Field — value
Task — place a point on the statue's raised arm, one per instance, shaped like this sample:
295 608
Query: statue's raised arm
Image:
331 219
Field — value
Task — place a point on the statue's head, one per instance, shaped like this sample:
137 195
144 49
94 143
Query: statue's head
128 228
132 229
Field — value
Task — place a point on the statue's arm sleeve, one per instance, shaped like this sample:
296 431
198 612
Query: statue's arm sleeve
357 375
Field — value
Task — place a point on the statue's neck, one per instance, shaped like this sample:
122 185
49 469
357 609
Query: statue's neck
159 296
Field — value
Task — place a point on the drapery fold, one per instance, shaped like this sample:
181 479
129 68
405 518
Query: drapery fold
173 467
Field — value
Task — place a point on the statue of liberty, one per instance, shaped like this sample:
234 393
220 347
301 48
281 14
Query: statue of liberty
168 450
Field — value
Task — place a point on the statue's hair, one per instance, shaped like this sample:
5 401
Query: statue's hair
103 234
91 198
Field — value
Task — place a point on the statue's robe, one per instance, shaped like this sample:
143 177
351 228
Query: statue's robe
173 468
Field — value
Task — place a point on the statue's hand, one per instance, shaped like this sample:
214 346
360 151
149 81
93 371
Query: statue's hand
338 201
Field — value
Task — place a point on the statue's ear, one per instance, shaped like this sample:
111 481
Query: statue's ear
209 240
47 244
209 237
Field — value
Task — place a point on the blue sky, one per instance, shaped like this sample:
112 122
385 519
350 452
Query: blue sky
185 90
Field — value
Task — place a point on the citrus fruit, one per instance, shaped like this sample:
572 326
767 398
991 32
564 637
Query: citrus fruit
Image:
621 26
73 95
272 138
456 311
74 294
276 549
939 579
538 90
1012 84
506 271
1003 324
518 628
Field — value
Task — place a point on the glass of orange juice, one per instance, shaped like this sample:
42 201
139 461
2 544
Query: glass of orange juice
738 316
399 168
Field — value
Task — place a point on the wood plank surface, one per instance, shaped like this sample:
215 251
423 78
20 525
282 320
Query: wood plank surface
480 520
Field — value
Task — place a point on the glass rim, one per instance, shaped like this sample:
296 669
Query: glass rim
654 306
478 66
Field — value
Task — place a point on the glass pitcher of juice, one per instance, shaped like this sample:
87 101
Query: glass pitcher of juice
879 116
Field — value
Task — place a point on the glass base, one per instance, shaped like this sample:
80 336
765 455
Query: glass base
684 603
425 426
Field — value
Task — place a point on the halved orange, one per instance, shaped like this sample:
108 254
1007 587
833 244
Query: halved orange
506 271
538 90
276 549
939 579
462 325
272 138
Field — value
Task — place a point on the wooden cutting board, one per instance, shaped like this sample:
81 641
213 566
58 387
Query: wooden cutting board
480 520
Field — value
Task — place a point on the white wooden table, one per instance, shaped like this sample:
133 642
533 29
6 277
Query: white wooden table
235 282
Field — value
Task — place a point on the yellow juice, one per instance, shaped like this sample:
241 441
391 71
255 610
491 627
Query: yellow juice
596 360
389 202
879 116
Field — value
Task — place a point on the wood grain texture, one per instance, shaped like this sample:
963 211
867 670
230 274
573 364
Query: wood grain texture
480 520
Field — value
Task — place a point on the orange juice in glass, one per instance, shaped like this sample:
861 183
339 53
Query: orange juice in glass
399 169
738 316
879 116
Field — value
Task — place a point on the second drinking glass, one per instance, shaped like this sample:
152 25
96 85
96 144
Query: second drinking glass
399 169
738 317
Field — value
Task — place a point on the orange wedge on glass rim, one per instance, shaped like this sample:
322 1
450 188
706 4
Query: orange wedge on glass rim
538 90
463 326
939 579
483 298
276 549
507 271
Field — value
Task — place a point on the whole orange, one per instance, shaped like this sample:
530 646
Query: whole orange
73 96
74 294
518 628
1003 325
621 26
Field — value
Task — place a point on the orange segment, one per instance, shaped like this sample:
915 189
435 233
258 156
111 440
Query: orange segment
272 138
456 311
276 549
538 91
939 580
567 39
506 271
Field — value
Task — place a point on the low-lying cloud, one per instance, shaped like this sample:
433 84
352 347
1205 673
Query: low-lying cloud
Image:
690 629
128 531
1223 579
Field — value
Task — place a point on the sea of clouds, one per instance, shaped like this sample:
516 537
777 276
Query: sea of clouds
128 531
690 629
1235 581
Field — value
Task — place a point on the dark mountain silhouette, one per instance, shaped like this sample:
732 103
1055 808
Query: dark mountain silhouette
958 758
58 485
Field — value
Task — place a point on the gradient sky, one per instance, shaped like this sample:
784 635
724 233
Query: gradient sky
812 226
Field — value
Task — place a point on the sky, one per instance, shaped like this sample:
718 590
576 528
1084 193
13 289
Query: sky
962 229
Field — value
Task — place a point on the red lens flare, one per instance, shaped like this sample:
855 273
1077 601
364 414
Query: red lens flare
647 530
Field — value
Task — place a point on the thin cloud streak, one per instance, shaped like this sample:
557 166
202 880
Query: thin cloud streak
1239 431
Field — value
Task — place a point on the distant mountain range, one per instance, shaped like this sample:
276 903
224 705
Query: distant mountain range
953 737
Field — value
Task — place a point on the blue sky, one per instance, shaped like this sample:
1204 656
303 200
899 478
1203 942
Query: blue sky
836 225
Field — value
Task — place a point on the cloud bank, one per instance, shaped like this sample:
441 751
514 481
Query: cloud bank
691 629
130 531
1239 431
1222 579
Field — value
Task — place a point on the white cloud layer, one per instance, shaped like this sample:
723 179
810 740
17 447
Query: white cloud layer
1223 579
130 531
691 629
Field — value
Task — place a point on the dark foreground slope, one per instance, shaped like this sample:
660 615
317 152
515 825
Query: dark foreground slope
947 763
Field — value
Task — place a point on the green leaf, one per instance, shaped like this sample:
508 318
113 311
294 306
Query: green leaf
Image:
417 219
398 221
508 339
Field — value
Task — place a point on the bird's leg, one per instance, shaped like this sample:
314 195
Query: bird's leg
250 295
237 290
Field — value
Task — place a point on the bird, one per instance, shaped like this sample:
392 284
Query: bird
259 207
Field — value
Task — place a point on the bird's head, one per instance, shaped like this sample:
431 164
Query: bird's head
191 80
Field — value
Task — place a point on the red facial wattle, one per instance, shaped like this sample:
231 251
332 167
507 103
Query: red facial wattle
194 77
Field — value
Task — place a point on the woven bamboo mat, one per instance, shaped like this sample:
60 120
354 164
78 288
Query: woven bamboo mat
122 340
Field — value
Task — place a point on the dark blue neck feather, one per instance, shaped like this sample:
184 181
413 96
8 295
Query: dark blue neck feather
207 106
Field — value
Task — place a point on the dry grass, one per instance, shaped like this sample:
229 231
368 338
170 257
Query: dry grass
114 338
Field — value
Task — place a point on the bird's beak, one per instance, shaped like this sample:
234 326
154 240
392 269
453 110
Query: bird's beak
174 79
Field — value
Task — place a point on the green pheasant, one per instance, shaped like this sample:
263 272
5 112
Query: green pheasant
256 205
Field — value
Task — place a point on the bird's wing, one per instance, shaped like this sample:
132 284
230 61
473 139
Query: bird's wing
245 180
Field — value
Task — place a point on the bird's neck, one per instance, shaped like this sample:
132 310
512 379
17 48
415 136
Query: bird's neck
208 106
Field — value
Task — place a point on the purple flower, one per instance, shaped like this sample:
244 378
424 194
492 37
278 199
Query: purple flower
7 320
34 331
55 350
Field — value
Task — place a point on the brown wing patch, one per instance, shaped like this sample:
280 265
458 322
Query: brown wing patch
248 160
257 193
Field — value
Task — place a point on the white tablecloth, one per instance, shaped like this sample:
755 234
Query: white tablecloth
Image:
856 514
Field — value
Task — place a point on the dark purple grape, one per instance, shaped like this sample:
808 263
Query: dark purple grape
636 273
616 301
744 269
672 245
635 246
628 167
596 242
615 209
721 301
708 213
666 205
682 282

---

• _What needs to be done_:
Set down all of the records shown above once more, exactly.

• _The solution_:
Field — value
Task — place a point on the statue's raised arm, one per instance, shaped like this sample:
295 608
Query: statue's raised arm
Image:
331 219
Field — value
Task — place a point on the statue's head, one per instance, shaped like this sample:
137 195
144 49
94 143
Query: statue's head
128 228
132 229
Field — value
Task — place a point on the statue's arm sleeve, one per instance, shaped like this sample:
296 431
198 612
Query: statue's arm sleeve
357 375
Field — value
Task — place a point on the statue's neck, one per instance, shaped like this sample:
122 185
49 469
357 609
Query: statue's neck
159 296
Field — value
Task — place a point on the drapery fold, one per instance, shaped like this sample:
181 479
129 68
405 518
Query: drapery fold
173 467
Field — value
Task — place a point on the statue of liberty, one per instance, shaped like this sample:
234 393
220 347
301 48
281 14
Query: statue of liberty
168 450
Field — value
Task — place a point on the statue's hair, one per instance, shaped like this sample:
5 401
Query: statue's hair
103 234
91 198
Field — value
Task — place a point on the statue's robe, one per instance, shaped like this sample:
143 177
351 228
Query: statue's robe
173 468
Field — value
Task — place a point on the statue's hand, one per instance, shaped like this sample:
214 346
360 151
149 81
93 371
Query: statue's hand
338 201
Field — value
Task — place a point on the statue's ear, one per instance, shaped like this sample:
111 481
Query: statue's ear
209 240
47 244
209 237
Field — value
Task — place a point on the blue sky, one per instance, shaped like this sample:
112 122
385 519
350 452
Query: blue sky
185 90
Field — value
Task — place a point on the citrus fruit, one per instance, shaped like this sample:
572 326
767 398
991 32
564 637
Query: citrus fruit
Image:
621 26
73 95
272 138
456 311
74 294
276 549
939 579
538 90
1012 84
506 271
1003 324
518 628
Field — value
Task — place a point on the glass of orange juice, one per instance, shaped like this sample:
42 201
139 461
2 544
Query: glass of orange juice
738 316
399 168
Field — value
Task — place a point on the wood plank surface, one per instance, shaped like this sample:
215 251
423 78
20 525
282 320
Query: wood plank surface
480 520
Field — value
Task — place a point on the glass rim, one per instance, shaped like this sample:
296 669
Query: glass rim
654 306
478 66
Field — value
Task — place a point on the glass pitcher of juice, one per instance, shaped like this sample:
87 101
Query: glass pitcher of juice
879 116
Field — value
Task — place a point on the glass base, one per instance, shaped like this sample:
80 336
765 455
Query: glass base
684 603
425 426
Field — value
Task — place a point on the halved orange, one per instance, shaped like this sample:
108 254
1007 587
833 244
Query: halved orange
506 271
538 90
276 549
939 579
462 325
272 138
Field — value
Task — place a point on the wooden cutting board, one per instance, shaped like this sample:
81 641
213 566
58 387
Query: wooden cutting board
480 520
Field — value
Task — place a point on the white wooden table, one per instance, shaped like this sample:
133 642
533 29
6 277
Query: white wooden table
235 282
Field — value
Task — place a point on the yellow juice, one per instance, shaped like this sample:
241 441
391 71
255 610
491 627
Query: yellow juice
596 360
389 202
879 116
Field — value
Task — place a point on the wood grain texture, one per instance, shaped like this sample:
963 211
867 670
230 274
573 364
Query: wood grain texture
480 520
Field — value
Task — place a point on the orange juice in glass, one per instance, shaped like this sample:
861 183
339 53
Query: orange juice in glass
399 169
738 316
879 116
Field — value
Task — place a point on the second drinking glass, one per instance, shaped like this sample:
152 25
96 85
96 144
Query: second drinking glass
399 169
738 317
Field — value
Task — place a point on the orange wedge on glass rim, one per instance, shaped like this sample:
322 1
450 188
706 4
Query: orange wedge on glass rim
538 90
463 326
939 579
483 298
276 549
507 271
Field — value
Task — place a point on the whole orange, one per instance, shaped like this sample:
530 646
Query: whole orange
73 96
74 294
518 628
1003 325
621 26
Field — value
Task — place a point on the orange segment, one per instance, shaped like this sample:
915 189
435 233
258 156
111 440
Query: orange segment
272 138
456 311
276 549
538 91
939 580
567 39
506 271
Field — value
Task — place a point on the low-lying cloud, one per instance, shaped like this sample:
433 84
352 347
1205 673
Query: low-lying cloud
Image:
690 629
128 531
1223 579
Field — value
Task — place a point on the sea of clouds, one per instance, shaped like this sample:
516 537
777 276
Query: sea of clouds
128 531
690 629
1235 581
Field — value
Task — place a point on the dark mountain silhouette, one per instance, shaped like this sample:
732 103
1055 808
Query: dark mountain silhouette
958 758
58 485
Field — value
Task — place a point on the gradient sky, one per instance, shaped like this sample:
784 635
724 233
Query: gradient sky
812 226
Field — value
Task — place a point on the sky, one per instance, shaped like this sample:
718 590
576 528
1084 193
13 289
Query: sky
962 229
Field — value
Task — place a point on the red lens flare, one per instance, shaped like this sample:
855 273
1077 601
364 414
Query: red lens flare
647 530
Field — value
Task — place a point on the thin cloud streak, one per instance, shaped like this sample:
557 166
202 880
Query: thin cloud streak
1239 431
Field — value
Task — place a point on the distant mountain range, one per instance, shaped like this sample:
276 903
224 705
Query: distant mountain range
953 737
Field — value
Task — place a point on the blue sky, one per instance, shaped like this sample:
1204 656
303 200
899 478
1203 942
Query: blue sky
836 225
Field — value
Task — place a point on the cloud bank, one per instance, shaped like this sample:
441 751
514 481
Query: cloud bank
691 629
130 531
1239 431
1222 579
Field — value
Task — place a point on the white cloud layer, one per instance, shaped like this sample:
723 179
810 740
17 447
Query: white cloud layer
1223 579
130 531
691 629
Field — value
Task — place a point on the dark foreground slope, one per instance, shaped like this sample:
660 615
317 152
515 825
Query: dark foreground slope
947 763
Field — value
Task — place a point on the green leaf, one per instance, shaped like this sample:
508 318
113 311
294 306
Query: green leaf
Image:
417 219
398 221
508 339
Field — value
Task — place a point on the bird's leg, one per instance, shaped like this sample:
314 195
Query: bird's leg
250 295
237 290
Field — value
Task — place a point on the bird, one per instance, shaped like this sample:
392 284
Query: bird
259 207
Field — value
Task — place a point on the bird's head, one per instance, shaped like this sample:
431 164
Query: bird's head
191 80
Field — value
Task — place a point on the red facial wattle, one per instance, shaped like this sample:
231 251
332 167
507 103
Query: red facial wattle
194 77
Field — value
Task — place a point on the woven bamboo mat, one per instance, shaped like this sample:
60 120
354 164
78 288
Query: woven bamboo mat
122 340
Field — value
Task — place a point on the dark blue neck feather, one per instance, shaped like this sample:
184 181
413 96
8 295
Query: dark blue neck feather
207 106
Field — value
Task — place a point on the dry grass, one per instance, shaped like this sample:
229 231
368 338
170 257
Query: dry grass
114 338
Field — value
Task — place a point on the bird's beak, one per instance, shaped like this sample:
234 326
154 240
392 269
453 110
Query: bird's beak
174 79
Field — value
Task — place a point on the green pheasant, one per instance, shaped like this sample:
263 272
5 112
Query: green pheasant
256 205
Field — value
Task — place a point on the bird's wing, one per instance, shaped like this sample:
132 284
230 61
473 139
Query: bird's wing
245 180
Field — value
Task — place a point on the bird's neck, one per instance, shaped like this sample:
132 310
512 379
17 48
415 136
Query: bird's neck
208 106
Field — value
Task — place a point on the purple flower, one per instance, shaped like this sample:
244 378
424 194
492 37
278 199
Query: purple flower
7 320
34 331
55 350
Field — value
Task — place a point on the brown wing patch, one per instance, shaped like this sample:
280 265
458 322
Query: brown wing patch
248 160
257 193
Field — value
Task — place a point on the white tablecloth, one per instance, shaped like this sample:
755 234
Query: white tablecloth
Image:
856 514
Field — value
Task — place a point on the dark purple grape, one per instance, shaped like this sample:
808 263
Query: dark purple grape
636 273
616 301
744 269
672 245
635 246
628 167
596 242
615 209
721 301
708 213
666 205
682 282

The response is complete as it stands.